TASK ITEM: All of the entries are to be written out again verbatim.

EXERCISE DATA: Begin

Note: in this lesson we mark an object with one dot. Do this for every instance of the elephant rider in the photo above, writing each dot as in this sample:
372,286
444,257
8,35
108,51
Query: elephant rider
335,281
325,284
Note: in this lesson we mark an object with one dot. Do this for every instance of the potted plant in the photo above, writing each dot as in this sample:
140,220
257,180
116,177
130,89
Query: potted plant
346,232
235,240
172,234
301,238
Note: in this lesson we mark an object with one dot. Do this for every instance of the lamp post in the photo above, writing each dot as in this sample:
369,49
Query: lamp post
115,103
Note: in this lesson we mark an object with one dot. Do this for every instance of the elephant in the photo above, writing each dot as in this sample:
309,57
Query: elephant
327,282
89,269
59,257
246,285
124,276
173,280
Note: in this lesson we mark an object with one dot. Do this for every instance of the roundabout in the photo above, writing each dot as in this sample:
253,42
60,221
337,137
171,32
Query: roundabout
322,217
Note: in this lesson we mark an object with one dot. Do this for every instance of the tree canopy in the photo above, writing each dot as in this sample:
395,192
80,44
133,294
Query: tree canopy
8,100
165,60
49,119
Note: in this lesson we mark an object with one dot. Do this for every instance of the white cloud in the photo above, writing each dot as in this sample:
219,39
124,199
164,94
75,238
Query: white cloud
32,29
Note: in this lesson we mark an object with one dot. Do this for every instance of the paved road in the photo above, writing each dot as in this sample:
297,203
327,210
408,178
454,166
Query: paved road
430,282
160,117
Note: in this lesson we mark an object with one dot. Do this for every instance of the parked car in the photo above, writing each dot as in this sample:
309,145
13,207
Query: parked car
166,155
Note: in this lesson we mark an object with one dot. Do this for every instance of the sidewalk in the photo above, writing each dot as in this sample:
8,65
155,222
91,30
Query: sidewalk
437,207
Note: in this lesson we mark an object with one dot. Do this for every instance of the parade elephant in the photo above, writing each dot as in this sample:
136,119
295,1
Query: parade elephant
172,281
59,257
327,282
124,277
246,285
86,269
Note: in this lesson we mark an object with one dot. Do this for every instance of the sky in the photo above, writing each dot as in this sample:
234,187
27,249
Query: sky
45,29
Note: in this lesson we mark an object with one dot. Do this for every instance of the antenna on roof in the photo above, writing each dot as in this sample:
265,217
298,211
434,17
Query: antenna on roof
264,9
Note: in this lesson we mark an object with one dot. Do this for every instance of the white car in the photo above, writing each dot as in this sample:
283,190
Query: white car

EXERCISE DATA: End

PROBLEM SOLUTION:
Note: in this lesson we mark an object with one dot. Do this for every instance of the elephant rider in the photo above, writing each dot as in this sample:
372,286
444,257
8,35
108,51
Query: elephant rider
335,281
325,284
Note: in this lesson we mark an object with one dot. Do this for every instance of the potted plant in the photo above, writing each dot as in this sample:
140,220
257,180
116,177
130,89
Query: potted plant
346,232
235,240
172,234
301,238
Note: in this lesson we mark an object with one dot. Do this for every instance of the lamp post in the photo above, writing each dot as in this sample:
369,49
Query: lamp post
115,103
Note: in this lesson we mark an object with one dot. Do this for every instance of the elephant in the photo above, writing each dot as in this sample:
309,57
Query: elephant
327,282
89,269
59,257
246,285
124,276
173,280
Note: in this lesson we mark an object with one dot. Do this for every instance of the roundabout in the photo above, writing each dot as in this sample:
253,42
60,221
337,137
171,32
Query: roundabout
322,217
Note: in this lesson we mark an object with one dot. Do this for every instance of the tree canopy in the photo above, writing each dot as in this sample:
395,192
80,44
133,294
Query: tree canopy
8,100
165,60
49,119
Note: in this lesson we mark an object with one dot. Do this for every instance of the white cloud in the photo above, writing each dot as in this sample:
219,39
124,199
164,94
75,238
Query: white cloud
32,29
Note: in this lesson we mark an object with one dot. Do this for every instance of the paved road in the photo above, writing each dot as in this sample:
297,203
327,210
408,178
454,166
Query: paved road
430,282
160,117
Note: in this lesson we mark an object with one dot. Do this for every instance of the parked car in the photo above, writing each dot as in this sample:
309,145
13,207
Query: parked car
166,155
Note: in this lesson we mark an object with one dot. Do this for every instance of the sidewalk in the photo above, writing each dot as in this sample:
8,65
155,222
91,30
Query: sidewalk
437,207
Note: in this lesson we mark an object with one dot. Do this for every instance of the parade elephant in the photo above, writing each dot as in this sample:
136,119
295,1
Query: parade elephant
172,281
59,257
327,282
124,277
246,285
86,269
Note: in this lesson we mark an object with one dot. Do this for every instance of the sky in the photo above, writing each dot as in this sample:
234,187
27,249
Query: sky
45,29
Note: in this lesson we mark an object with one dot. Do this for every instance of the antenna on roof in the photo above, writing each dot as in this sample:
265,217
298,211
434,17
Query: antenna on roof
264,9
Note: in this lesson we mark an object with one dot. Do this for every instance of the white car in the photo above, writing each dot as in this sample:
283,190
Query: white car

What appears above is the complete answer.